---- Source

Not critical for the upcoming 3.0 release, so moving to the next milestone. A fix can still be cherry-picked for 3.0.x maintenance releases once available in the master branch.

timower commented 6 years ago

Another way to solve this in gdnative at least is to add the ability to get a reference to the array from the dictionary. The dictionary currently returns a variant reference in it's operator[], but there is no way to turn this reference in a reference to a pool array. Methods could be added to Variant to allow conversion to PoolByteArray references and such.

ghost commented 5 years ago

Is the intention to make this behavior possible at some point?

If not it should probably be throwing an error. I don't use pools often, less so in dictionaries, so when I do I always forget about this fact, and often waste a lot of time tracing back a trail of empty data to an attempt to append() a pool array in a dictionary.

akien-mga commented 4 years ago

I'll add some docs for this until it's properly fixed (if nobody beats me to it).

Beuc commented 3 years ago

(Hereby adding the PoolStringArray keyword so this shows up in github search results.)

IMHO "silently passing objects as values" needn't be documented, it needs to go away. This also goes against the base documentation:

In GDScript, only base types (int, float, string and the vector types) are passed by value to functions (value is copied). Everything else (instances, arrays, dictionaries, etc) is passed as reference.

--------
---- Entries supplied

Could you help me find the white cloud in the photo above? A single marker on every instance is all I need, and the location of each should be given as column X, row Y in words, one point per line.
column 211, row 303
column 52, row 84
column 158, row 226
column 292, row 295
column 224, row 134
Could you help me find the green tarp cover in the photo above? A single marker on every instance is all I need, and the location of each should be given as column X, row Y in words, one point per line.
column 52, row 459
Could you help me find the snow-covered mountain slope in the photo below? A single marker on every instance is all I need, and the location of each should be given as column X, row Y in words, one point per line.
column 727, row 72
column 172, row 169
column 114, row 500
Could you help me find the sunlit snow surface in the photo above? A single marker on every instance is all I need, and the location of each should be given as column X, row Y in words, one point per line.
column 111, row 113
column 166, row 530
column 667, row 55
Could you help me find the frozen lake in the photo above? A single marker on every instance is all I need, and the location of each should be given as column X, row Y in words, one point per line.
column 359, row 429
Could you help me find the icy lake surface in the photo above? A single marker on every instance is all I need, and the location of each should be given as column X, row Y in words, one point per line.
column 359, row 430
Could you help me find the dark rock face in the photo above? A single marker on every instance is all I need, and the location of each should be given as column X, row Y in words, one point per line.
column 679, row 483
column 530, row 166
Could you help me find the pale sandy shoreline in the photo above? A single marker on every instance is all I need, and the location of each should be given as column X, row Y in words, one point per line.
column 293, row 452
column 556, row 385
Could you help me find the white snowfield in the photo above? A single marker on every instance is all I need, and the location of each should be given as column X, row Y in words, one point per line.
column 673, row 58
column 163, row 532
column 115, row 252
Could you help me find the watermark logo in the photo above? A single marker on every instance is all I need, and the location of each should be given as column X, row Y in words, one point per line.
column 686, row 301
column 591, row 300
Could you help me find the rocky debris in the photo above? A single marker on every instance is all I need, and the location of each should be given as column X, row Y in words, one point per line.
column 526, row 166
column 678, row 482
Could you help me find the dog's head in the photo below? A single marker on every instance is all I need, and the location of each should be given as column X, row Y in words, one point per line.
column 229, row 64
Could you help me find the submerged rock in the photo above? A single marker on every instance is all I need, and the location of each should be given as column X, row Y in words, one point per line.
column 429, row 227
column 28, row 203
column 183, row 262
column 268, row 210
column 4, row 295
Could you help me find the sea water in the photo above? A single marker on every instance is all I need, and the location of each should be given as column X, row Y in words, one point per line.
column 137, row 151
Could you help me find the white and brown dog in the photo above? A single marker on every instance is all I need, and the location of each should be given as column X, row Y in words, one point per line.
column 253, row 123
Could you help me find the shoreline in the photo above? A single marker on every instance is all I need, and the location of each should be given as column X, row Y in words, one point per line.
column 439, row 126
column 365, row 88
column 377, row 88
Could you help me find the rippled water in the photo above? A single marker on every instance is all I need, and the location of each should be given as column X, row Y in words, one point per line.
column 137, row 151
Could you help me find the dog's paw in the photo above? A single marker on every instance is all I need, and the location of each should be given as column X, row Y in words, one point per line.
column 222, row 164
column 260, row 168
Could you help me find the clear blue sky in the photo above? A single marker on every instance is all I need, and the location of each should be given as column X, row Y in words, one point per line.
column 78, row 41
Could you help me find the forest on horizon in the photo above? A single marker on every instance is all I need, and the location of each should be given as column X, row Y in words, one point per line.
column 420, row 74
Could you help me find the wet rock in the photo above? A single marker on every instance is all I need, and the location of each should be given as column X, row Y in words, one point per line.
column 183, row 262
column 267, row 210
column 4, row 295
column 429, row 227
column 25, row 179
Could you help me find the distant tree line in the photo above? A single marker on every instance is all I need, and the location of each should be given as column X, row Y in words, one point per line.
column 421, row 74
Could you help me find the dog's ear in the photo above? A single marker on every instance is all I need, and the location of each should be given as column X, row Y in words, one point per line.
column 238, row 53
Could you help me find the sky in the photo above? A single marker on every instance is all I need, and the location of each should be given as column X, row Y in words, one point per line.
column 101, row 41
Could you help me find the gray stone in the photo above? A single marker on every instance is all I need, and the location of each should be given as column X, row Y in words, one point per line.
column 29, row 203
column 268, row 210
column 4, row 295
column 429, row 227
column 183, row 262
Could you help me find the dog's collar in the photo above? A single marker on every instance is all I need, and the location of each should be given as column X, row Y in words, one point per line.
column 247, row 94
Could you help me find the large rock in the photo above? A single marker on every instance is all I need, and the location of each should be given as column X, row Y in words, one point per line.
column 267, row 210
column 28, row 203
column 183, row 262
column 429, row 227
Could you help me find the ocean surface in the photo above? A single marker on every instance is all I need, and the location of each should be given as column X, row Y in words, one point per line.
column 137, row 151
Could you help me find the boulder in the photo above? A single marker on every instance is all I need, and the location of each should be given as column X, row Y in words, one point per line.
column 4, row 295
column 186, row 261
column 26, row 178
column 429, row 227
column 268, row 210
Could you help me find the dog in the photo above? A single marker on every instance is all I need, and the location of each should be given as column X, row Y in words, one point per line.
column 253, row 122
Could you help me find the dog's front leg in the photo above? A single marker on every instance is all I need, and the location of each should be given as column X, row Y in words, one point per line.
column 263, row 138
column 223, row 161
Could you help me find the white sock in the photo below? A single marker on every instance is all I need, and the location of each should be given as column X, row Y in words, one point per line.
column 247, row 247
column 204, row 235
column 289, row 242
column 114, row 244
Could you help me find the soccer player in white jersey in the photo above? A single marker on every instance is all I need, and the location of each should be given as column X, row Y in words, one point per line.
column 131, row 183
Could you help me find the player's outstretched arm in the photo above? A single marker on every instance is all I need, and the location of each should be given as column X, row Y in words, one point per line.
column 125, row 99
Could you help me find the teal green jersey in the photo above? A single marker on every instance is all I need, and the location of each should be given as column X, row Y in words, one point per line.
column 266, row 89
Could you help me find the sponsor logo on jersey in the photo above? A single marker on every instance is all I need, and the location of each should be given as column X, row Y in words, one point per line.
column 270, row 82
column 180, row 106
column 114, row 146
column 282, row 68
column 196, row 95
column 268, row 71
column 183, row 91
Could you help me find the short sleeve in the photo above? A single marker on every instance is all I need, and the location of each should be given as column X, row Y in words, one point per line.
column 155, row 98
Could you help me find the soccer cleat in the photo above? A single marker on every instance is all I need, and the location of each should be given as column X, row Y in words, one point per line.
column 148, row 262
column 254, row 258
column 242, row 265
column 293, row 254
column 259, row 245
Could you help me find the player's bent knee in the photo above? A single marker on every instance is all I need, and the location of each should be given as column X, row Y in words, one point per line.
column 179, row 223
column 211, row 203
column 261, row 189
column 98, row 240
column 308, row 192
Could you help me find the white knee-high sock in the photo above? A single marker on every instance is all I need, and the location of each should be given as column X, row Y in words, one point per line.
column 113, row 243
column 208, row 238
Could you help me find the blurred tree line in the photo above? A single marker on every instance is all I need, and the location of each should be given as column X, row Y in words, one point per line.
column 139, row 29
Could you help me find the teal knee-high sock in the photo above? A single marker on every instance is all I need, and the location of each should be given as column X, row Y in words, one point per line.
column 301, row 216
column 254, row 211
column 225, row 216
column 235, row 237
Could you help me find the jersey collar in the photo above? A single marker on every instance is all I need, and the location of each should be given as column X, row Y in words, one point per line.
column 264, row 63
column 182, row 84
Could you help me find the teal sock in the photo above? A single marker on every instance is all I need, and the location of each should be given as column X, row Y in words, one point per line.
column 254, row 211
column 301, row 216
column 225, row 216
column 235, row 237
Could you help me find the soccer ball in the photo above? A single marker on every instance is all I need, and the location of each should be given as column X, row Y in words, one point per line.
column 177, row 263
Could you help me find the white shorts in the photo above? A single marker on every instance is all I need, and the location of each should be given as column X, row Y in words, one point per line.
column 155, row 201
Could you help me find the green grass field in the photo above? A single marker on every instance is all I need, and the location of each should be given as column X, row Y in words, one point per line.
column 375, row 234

--------

- _What this exercise asks_:
a) According to the quoted documentation at the end of the thread, which base types does GDScript pass to functions by value? List them all.
b) Reproduce word for word the stretch of the thread from "ghost commented 5" through "in a dictionary.".

- _The replies_:
a) int, float, string, the vector types

b)
ghost commented 5 years ago

Is the intention to make this behavior possible at some point?

If not it should probably be throwing an error. I don't use pools often, less so in dictionaries, so when I do I always forget about this fact, and often waste a lot of time tracing back a trail of empty data to an attempt to append() a pool array in a dictionary.